**KUTIPAN TEKS:**
########################################

Setelah syari’at sudah dianggap tidak sakral lagi, kemudian langkah selanjutnya, Na’im menyerukan untuk mereformasi syari’ah. Tapi ia menolak reformasi ini dilakukan dengan framework syari’at yang ada. Sebab dalam framework ini, menurutnya, ijtihad tidak berlaku pada hukum yang sudah disentuh al-Qur’an secara definitive. Sementara hukum yang perlu direformasi itu adalah hukum-hukum yang masuk kategori ini seperti hukum hudud dan qisas, status wanita dan non-muslim, hukum waris dan seterusnya. Inilah dilematis yang dihadapi para pembaharu hukum Islam, kata Na’im.

########################################

**DATA YANG DIBERIKAN:**
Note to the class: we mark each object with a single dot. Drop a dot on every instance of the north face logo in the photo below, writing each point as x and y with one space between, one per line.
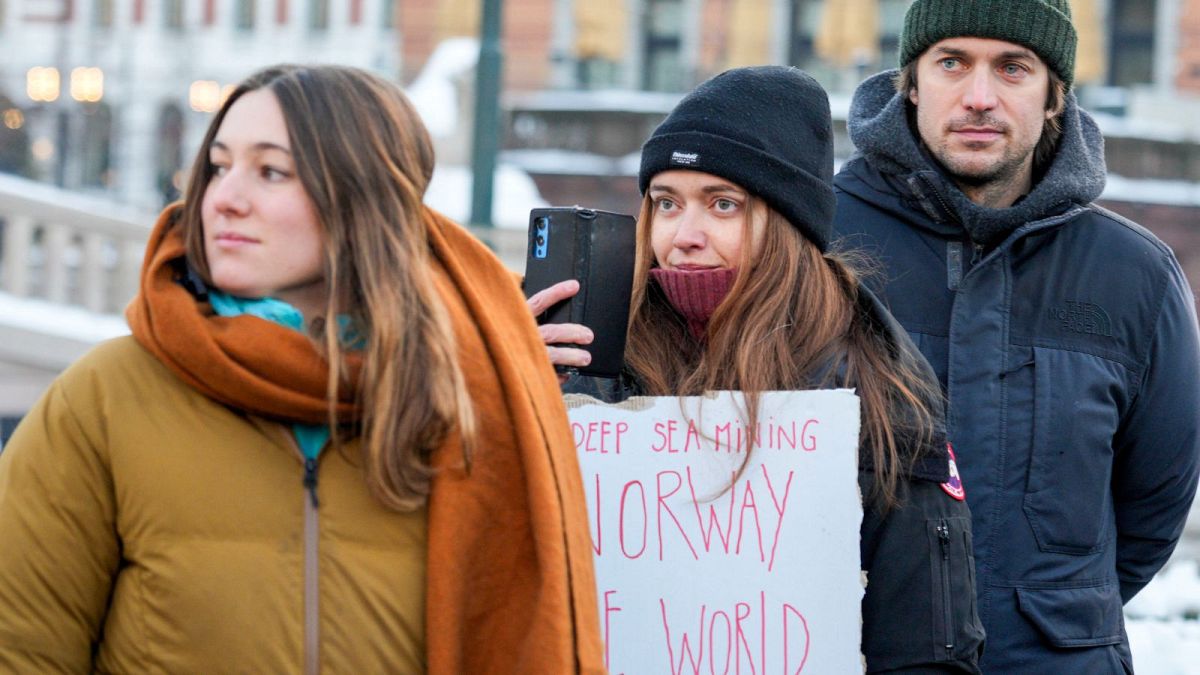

########################################

**TUGAS 1:** Ringkaslah paragraf dalam kutipan tentang reformasi syari’ah yang dimulai dengan "Setelah syari’at sudah dianggap" menjadi versi yang lebih pendek tanpa menghilangkan fakta pokoknya.
**TUGAS 2:** Tuliskan tanpa perubahan bagian dari kutipan tentang reformasi syari’ah yang diawali dengan kata-kata "Setelah syari’at sudah" dan diakhiri dengan "Islam, kata Na’im.".
**TUGAS 3:** Teruskan kutipan tentang reformasi syari’ah mulai dari kalimat sesudah kalimat terakhirnya.
Baris-baris data tidak ada hubungannya dengan kutipan tentang reformasi syari’ah.

**JAWABAN YANG DIHARAPKAN 1:** Menurut Na’im, setelah syari’at tidak lagi dianggap sakral, syari’ah perlu direformasi, tetapi tidak dengan framework syari’at yang ada. Dalam framework itu ijtihad tidak berlaku pada hukum yang sudah disentuh al-Qur’an secara definitif. Padahal justru hukum-hukum itulah yang perlu direformasi, seperti hudud dan qisas, status wanita dan non-muslim, serta hukum waris. Itulah dilema para pembaharu hukum Islam.

**JAWABAN YANG DIHARAPKAN 2:**
Setelah syari’at sudah dianggap tidak sakral lagi, kemudian langkah selanjutnya, Na’im menyerukan untuk mereformasi syari’ah. Tapi ia menolak reformasi ini dilakukan dengan framework syari’at yang ada. Sebab dalam framework ini, menurutnya, ijtihad tidak berlaku pada hukum yang sudah disentuh al-Qur’an secara definitive. Sementara hukum yang perlu direformasi itu adalah hukum-hukum yang masuk kategori ini seperti hukum hudud dan qisas, status wanita dan non-muslim, hukum waris dan seterusnya. Inilah dilematis yang dihadapi para pembaharu hukum Islam, kata Na’im.

**JAWABAN YANG DIHARAPKAN 3:**
Di satu sisi mereka disuruh berijtihad, tapi pada sisi lain mereka dihalang oleh ketentuan ushul fiqh klasik “la ijtihad fi mawrid al-nass.” Oleh sebab itu, apa yang diperlukan bukanlah reformasi tapi dekonstruksi. Na’im sepertinya ingin mendobrak pintu reformasi dengan menempuh jalan seperti yang pernah dilalui umat Kristen. Untuk itu ia lantas mengusulkan penggunaan metode hermeneutika untuk membaca tujuan serta kandungan normatif ayat-ayat al-Qur’an sebagaimana orang Kristen telah menggunakannya untuk membaca kitab bibel mereka, tanpa menghiraukan perbedaan fundamental yang dimiliki kedua kitab suci ini.
Evolutionary Approach (Evolusi Syari’at)
Penggunaan hermeneutika Na’im telah menghasilkan sebuah pendekatan baru yang disebutnya dengan ‘Evolutionary Approach’, sebuah pendekatan yang pada awalnya dibangun dan dikembangkan oleh gurunya Mahmud Muhammad Taha dalam bukunya Al-Risalah al-Tsaniyah. Esensi pendekatan ini adalah
“…reversing the process of naskh or abrogation so that those texts wich were abrogated in the past can be enacted into law now, with the consequent abrogatin of text that used to be enacted as shari’a.”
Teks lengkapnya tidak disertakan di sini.